== Aim of the task ==
Please return each line of the listing below that contains the string "jeans". Case counts.

== Stored records ==
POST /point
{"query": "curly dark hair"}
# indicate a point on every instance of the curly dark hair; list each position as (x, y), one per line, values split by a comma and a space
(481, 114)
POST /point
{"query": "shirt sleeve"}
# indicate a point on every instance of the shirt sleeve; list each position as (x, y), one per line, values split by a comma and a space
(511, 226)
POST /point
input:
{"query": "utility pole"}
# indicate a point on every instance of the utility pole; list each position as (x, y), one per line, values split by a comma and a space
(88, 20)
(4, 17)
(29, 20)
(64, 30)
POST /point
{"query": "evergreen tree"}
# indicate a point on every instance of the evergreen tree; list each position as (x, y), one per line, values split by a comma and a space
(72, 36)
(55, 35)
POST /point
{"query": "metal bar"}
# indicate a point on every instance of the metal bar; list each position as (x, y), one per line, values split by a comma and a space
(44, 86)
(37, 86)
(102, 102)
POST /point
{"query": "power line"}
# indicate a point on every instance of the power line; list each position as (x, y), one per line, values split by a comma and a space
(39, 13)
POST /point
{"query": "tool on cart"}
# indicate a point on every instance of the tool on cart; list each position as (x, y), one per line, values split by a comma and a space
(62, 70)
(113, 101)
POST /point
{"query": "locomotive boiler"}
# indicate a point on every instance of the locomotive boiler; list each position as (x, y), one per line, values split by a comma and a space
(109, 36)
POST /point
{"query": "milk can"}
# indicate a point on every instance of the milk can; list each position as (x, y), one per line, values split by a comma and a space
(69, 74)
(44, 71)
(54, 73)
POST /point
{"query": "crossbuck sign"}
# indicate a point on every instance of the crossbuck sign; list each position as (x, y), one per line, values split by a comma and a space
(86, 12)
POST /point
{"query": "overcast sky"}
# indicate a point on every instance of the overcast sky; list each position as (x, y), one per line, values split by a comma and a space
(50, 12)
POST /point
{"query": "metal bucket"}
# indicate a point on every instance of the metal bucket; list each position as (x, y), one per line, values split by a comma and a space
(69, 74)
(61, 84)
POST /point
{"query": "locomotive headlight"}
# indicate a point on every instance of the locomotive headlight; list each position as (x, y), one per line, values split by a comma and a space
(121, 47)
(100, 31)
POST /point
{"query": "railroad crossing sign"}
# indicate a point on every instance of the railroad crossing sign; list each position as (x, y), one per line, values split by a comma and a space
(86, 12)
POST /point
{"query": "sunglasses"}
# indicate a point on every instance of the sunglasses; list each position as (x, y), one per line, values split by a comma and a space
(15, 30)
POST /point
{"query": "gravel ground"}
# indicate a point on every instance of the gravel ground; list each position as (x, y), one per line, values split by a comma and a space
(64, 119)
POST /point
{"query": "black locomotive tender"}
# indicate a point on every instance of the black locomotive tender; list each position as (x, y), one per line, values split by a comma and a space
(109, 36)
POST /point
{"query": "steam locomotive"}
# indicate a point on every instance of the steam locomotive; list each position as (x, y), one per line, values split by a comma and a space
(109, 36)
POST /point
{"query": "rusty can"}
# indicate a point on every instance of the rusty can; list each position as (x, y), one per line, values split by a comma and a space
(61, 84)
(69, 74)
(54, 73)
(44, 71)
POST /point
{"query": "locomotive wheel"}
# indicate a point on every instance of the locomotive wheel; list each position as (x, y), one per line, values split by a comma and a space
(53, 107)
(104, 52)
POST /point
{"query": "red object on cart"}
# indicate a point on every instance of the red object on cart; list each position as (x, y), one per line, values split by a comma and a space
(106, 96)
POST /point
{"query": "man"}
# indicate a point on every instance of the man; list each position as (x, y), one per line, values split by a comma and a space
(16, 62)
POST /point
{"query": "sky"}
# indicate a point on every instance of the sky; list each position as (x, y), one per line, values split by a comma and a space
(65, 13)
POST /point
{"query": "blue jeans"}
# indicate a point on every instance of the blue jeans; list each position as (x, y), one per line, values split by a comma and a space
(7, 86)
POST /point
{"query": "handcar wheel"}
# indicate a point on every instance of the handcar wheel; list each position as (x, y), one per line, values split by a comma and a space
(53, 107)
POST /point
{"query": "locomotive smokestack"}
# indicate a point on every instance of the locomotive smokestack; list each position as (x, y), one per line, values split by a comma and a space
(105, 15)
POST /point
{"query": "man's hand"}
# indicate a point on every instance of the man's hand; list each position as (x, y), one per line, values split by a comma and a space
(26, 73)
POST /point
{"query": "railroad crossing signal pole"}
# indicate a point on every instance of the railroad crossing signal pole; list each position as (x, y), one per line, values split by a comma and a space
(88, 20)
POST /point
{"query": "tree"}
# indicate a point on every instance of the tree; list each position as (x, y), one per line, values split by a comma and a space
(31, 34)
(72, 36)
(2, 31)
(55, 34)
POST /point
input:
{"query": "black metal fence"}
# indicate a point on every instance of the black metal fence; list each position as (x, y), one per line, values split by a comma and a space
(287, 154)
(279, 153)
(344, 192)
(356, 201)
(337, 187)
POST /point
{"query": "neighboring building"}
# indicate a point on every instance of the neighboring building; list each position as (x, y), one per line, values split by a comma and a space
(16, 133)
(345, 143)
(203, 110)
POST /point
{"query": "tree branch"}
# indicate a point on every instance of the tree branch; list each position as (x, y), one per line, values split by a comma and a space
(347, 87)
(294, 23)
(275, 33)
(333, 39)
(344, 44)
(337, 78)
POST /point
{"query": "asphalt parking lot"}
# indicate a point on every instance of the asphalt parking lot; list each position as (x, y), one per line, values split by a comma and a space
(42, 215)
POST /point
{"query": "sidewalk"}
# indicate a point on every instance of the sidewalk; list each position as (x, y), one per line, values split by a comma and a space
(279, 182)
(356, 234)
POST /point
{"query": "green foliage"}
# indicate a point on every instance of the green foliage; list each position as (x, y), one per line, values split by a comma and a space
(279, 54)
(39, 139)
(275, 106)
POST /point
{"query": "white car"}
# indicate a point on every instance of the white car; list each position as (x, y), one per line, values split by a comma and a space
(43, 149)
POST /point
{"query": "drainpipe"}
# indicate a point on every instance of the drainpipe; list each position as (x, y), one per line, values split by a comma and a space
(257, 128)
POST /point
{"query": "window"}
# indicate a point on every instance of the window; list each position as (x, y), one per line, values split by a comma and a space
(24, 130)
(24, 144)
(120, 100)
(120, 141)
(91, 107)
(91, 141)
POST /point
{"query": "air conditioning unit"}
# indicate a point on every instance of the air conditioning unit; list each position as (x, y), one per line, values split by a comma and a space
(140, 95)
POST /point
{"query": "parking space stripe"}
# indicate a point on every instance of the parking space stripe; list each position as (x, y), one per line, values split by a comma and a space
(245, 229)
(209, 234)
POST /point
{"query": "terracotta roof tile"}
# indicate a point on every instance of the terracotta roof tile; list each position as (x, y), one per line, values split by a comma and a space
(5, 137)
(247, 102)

--

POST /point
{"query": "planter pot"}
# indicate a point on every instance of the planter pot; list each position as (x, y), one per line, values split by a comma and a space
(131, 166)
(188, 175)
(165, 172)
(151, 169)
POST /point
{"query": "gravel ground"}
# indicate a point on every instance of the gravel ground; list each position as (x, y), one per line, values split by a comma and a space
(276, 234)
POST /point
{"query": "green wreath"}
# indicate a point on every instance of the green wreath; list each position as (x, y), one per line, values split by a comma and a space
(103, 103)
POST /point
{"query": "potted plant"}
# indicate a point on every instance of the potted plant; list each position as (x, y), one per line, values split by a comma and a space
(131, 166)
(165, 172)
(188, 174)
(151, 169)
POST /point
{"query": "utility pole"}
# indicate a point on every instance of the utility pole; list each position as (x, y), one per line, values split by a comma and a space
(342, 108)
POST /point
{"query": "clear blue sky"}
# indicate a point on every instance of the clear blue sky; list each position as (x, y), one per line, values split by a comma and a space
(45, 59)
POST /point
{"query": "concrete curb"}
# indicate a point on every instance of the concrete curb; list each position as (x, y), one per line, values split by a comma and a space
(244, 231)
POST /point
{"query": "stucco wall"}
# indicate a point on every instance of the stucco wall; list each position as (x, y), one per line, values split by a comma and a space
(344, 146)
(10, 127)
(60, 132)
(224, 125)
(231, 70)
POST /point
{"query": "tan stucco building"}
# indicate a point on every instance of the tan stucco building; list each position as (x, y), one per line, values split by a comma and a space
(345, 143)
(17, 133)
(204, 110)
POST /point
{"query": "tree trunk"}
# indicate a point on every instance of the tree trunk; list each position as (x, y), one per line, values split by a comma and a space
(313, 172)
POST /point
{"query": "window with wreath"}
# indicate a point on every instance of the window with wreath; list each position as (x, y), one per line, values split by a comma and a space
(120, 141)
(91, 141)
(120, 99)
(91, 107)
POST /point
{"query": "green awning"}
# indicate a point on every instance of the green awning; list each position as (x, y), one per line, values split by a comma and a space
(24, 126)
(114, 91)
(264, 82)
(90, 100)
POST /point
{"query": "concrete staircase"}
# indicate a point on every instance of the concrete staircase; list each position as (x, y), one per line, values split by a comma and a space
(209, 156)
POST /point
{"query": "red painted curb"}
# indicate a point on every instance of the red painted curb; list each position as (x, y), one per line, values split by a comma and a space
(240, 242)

== Correct answer ==
{"query": "blue jeans"}
# indicate a point on every instance of the blue jeans; list each position as (x, y), one per line, values split by a comma and a space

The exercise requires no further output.